▸ PAGE TEXT

Once the rules are codified in the September 2021 update to the state administrative code, home bakers can apply for cottage licenses and launch their businesses.
After six years of pushing for the change, Rabello was ecstatic.
The morning the council made its ruling was “a whirlwind,” she said.
“We didn’t have a basic version of this law until today, which still feels like a dream,” Rabello said. “The overhead of starting a store is very prohibitive. This way we open it up.”
Attorney Rob Peccola of the Institute for Justice, which argued the case on behalf of the NJHBA, said the fundamental issue at stake was one of consistency.
“Home-baked goods could always be sold at charity events, so there was essentially a concession from the Department [of Health] early on that this was not a contentious activity,” Peccola said. “This is a very consumer-friendly, commonsense regulation, because there are customers out there who are ready to buy.”
Under the proposed rules, home-based bakers may advertise and retail shelf-stable products that are not temperature-controlled for safety (TCS), provided they label those goods as having originated in a home kitchen. However, cottage industry licenses come with a long list of qualifiers.
The list of approved products includes:
- Baked goods (bread, rolls, biscuits, cakes, cupcakes, pastries, and cookies)
- Candy, including brittle and toffee
- Chocolate-covered nuts and dried fruit
- Dried fruit
- Dried herbs, seasonings, and herb or seasoning blends
- Dried pasta
- Dry baking mix
- Fruit jams, jellies, and preserves
- Fruit pies, fruit empanadas, and fruit tamales (excluding pumpkin)
- Granola, cereal, and trail mix
- Honey and sweet sorghum syrup
- Nuts and nut mixtures
- Nut butters
- Popcorn and caramel corn
- Roasted coffee and dried tea
- Vinegar and mustard
- Waffle cones and pizzelles
Any other non-TCS products must receive written approval from the Public Health and Food Protection Program prior to retailing.
Bakers must apply for cottage industry licenses every two years at a cost of $100, and their annual earnings from any such business are capped at $50,000.

▸ YOUR ASSIGNMENT
In the text on home bakers, what is the cap on a cottage business's annual earnings?

▸ RECORD SET
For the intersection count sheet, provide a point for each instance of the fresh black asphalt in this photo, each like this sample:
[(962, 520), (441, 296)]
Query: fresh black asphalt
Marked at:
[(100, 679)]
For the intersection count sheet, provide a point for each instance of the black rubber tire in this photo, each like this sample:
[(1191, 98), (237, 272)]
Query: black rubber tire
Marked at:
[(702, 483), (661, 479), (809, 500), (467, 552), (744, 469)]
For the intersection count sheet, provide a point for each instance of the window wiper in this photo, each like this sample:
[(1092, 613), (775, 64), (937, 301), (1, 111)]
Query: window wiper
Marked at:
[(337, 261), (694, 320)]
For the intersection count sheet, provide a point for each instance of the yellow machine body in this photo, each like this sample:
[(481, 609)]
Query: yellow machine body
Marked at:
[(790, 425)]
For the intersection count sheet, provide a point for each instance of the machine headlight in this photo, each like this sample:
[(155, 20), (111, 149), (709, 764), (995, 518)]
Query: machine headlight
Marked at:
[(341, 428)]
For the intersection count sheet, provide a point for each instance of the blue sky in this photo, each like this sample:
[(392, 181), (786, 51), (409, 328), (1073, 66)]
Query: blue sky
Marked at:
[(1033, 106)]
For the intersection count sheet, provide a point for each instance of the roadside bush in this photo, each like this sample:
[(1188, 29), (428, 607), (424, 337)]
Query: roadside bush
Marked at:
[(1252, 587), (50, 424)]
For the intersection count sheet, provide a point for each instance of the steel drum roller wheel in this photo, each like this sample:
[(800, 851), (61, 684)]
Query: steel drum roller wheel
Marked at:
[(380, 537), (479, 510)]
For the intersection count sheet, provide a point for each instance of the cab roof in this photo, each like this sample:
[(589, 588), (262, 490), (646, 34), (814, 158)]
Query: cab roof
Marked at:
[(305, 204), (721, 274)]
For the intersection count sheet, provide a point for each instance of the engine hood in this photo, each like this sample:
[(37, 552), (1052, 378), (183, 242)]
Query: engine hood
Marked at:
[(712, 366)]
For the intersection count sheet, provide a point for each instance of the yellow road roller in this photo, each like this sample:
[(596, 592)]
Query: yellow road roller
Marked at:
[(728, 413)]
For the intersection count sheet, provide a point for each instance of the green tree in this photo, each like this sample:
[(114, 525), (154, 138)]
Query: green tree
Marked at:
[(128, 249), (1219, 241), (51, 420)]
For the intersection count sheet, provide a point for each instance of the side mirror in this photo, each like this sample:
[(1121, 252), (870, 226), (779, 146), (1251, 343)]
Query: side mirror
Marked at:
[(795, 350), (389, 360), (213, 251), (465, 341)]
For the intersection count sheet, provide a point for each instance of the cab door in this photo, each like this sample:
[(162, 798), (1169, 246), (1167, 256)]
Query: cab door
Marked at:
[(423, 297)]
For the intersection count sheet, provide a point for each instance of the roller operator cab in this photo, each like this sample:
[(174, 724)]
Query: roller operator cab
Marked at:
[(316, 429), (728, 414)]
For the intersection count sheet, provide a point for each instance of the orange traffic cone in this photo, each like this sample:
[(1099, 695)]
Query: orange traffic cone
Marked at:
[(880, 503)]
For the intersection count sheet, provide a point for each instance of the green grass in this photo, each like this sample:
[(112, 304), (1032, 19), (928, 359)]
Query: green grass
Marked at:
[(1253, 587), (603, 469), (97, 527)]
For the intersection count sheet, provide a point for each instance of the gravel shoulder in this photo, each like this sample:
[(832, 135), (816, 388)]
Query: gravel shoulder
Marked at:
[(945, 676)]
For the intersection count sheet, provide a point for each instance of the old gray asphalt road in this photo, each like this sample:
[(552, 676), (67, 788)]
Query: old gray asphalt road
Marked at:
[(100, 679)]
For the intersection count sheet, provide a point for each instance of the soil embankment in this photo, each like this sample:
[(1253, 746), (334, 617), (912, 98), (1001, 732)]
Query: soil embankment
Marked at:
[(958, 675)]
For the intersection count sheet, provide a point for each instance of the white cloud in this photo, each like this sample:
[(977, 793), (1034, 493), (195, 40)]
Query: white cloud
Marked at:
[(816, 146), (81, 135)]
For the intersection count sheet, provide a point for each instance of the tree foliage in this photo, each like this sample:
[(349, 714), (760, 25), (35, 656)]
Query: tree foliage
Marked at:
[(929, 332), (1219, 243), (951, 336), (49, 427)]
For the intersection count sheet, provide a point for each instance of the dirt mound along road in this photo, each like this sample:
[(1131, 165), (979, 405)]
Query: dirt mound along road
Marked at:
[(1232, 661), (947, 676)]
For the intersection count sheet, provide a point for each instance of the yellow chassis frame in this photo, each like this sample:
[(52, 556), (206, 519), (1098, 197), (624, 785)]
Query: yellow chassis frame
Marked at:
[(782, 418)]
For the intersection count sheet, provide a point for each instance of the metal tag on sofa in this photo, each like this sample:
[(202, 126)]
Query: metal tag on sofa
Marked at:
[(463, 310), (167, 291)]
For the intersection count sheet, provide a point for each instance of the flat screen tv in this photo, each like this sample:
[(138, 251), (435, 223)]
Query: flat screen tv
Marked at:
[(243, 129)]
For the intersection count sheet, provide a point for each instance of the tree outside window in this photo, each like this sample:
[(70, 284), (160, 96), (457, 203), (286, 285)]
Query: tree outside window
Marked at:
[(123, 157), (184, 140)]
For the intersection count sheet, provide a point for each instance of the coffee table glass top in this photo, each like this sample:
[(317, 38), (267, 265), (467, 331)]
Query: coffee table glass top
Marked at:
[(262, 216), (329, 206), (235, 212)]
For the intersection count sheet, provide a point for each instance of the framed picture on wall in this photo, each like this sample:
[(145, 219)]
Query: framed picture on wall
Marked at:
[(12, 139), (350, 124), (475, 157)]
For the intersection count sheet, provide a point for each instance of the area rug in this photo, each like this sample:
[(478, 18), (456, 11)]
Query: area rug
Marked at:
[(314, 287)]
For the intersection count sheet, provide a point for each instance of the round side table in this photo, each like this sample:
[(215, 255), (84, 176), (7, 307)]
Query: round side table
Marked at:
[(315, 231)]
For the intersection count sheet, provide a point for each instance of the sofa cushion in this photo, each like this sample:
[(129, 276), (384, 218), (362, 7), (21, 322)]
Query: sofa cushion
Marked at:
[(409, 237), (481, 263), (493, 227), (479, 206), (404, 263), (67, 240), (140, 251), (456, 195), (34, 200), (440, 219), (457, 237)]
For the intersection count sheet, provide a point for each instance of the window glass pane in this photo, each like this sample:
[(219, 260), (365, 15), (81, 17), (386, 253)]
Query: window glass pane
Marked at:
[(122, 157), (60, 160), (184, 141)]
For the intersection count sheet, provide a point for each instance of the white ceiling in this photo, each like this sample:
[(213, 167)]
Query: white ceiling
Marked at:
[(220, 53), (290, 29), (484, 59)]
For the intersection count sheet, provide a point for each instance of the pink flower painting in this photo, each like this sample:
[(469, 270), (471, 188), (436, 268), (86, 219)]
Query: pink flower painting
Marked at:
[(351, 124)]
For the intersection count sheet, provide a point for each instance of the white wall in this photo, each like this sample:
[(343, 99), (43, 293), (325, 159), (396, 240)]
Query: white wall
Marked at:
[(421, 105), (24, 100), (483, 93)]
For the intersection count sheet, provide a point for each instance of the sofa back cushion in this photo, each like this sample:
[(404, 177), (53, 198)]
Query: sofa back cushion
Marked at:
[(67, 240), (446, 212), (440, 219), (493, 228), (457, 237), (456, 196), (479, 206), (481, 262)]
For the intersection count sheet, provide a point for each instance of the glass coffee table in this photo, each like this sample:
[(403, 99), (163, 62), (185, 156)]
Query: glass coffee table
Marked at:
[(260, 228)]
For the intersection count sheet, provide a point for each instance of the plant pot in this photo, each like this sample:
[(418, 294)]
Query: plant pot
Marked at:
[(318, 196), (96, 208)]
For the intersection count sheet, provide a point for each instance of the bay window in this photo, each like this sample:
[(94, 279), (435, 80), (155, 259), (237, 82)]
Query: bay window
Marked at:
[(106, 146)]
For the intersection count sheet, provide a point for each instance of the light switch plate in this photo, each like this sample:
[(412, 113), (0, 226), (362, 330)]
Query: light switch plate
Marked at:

▸ ANSWER TO THIS EXERCISE
$50,000